__PROVIDED MATERIAL__.
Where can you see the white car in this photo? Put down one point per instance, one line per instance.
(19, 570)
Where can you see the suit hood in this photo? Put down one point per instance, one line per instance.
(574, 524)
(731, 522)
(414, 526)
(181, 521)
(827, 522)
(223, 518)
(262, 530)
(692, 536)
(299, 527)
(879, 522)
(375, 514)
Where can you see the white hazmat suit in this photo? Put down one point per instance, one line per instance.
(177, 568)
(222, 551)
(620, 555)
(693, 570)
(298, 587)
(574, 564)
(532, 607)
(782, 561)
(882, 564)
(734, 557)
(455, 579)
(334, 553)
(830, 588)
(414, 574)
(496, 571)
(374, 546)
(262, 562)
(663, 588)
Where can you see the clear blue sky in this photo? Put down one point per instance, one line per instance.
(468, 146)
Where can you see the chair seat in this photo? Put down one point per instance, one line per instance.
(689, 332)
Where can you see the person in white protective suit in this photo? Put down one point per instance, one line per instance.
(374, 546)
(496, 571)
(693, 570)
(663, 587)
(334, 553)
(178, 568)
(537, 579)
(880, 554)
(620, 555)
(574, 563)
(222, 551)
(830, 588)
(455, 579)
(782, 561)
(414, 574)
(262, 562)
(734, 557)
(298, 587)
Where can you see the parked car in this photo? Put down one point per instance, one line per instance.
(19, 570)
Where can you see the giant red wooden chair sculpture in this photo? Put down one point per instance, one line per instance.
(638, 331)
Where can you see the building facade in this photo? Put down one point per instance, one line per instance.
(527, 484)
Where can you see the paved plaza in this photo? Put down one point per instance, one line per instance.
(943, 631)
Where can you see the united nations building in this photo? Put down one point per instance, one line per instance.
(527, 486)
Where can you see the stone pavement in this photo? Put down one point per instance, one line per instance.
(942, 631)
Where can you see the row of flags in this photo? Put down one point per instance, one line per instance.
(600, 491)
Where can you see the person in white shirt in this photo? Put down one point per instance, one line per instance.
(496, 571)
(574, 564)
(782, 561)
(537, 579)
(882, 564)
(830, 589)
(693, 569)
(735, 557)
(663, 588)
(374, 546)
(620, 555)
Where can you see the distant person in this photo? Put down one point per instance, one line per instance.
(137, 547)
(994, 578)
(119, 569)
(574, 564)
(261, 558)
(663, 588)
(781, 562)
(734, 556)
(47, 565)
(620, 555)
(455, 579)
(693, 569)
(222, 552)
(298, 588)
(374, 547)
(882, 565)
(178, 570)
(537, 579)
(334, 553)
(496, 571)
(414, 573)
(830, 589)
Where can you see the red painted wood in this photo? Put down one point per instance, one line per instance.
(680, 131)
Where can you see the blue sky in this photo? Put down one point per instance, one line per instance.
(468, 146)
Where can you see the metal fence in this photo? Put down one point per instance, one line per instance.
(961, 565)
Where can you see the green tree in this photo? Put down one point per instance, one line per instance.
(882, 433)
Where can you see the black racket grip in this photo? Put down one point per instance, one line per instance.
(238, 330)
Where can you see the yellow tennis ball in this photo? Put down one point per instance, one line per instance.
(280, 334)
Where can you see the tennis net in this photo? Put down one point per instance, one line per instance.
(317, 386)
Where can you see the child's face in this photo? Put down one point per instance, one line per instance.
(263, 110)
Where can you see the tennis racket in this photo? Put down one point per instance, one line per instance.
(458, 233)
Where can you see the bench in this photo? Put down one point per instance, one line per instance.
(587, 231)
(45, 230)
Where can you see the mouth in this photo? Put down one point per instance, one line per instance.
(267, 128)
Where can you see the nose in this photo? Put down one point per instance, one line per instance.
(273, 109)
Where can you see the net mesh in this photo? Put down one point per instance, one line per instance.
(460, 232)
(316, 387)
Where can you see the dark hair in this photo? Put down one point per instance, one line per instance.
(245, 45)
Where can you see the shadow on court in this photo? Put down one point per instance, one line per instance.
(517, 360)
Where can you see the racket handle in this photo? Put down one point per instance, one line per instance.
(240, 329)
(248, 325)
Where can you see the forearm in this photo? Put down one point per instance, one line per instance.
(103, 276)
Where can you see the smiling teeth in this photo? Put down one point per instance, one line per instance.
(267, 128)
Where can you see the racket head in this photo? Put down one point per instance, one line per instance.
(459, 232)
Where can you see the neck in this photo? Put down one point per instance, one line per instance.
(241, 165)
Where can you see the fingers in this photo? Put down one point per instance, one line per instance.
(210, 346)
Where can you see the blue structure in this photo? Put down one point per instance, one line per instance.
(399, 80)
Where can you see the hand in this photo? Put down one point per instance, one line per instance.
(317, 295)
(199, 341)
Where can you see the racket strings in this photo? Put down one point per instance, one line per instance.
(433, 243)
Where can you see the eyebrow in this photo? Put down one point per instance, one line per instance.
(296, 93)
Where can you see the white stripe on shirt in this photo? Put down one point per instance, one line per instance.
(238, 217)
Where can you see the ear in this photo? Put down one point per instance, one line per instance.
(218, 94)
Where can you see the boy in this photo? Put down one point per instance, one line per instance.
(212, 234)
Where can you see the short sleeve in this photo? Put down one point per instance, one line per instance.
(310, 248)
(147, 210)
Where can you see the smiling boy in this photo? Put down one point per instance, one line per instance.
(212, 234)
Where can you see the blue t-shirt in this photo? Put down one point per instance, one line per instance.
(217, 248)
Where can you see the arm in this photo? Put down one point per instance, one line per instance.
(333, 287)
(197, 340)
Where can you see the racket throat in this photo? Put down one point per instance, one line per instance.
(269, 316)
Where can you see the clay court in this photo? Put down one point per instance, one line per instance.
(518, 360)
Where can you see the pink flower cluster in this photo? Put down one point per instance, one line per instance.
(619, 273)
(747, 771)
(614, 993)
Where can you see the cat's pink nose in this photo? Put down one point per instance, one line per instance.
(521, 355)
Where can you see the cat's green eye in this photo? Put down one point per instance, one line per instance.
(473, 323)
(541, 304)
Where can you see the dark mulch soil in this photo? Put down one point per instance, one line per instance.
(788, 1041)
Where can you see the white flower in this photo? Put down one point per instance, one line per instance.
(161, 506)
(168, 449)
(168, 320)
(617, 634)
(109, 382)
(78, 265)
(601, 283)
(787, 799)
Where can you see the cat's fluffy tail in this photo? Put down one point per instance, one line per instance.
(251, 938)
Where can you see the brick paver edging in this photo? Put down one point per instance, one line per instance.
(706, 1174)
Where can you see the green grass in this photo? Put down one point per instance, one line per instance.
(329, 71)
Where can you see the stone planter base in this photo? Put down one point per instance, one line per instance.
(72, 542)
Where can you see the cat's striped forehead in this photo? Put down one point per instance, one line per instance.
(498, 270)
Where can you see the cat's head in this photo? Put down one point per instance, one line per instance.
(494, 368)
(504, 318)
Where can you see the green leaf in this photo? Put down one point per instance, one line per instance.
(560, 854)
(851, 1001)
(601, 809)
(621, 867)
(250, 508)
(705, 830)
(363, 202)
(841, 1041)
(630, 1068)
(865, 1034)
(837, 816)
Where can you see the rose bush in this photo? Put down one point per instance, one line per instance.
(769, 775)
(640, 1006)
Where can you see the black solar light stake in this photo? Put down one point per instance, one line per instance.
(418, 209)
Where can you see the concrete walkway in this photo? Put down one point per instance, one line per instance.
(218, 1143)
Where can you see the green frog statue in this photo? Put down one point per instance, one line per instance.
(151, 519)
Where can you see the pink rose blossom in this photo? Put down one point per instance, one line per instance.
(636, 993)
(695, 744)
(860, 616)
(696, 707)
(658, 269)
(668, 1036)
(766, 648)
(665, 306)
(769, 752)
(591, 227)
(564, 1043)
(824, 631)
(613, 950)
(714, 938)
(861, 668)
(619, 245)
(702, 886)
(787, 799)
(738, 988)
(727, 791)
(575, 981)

__DIRECTIONS FOR THIS TASK__. Starting at the line that contains "Where can you see the pink rose" and stopping after the last line of the material, rewrite every line in full, changing only the coordinate points: multiply each coordinate by 0.6 and round it to a whole number, with halves rounded up.

__ANSWER TO THE PROBLEM__.
Where can you see the pink rose blossom in this photo? Put down one point per instance, one line per instance.
(382, 596)
(417, 446)
(516, 370)
(418, 424)
(395, 161)
(401, 622)
(460, 389)
(399, 184)
(461, 451)
(355, 136)
(338, 626)
(494, 379)
(368, 570)
(428, 563)
(517, 401)
(371, 147)
(421, 532)
(472, 479)
(443, 593)
(436, 475)
(345, 589)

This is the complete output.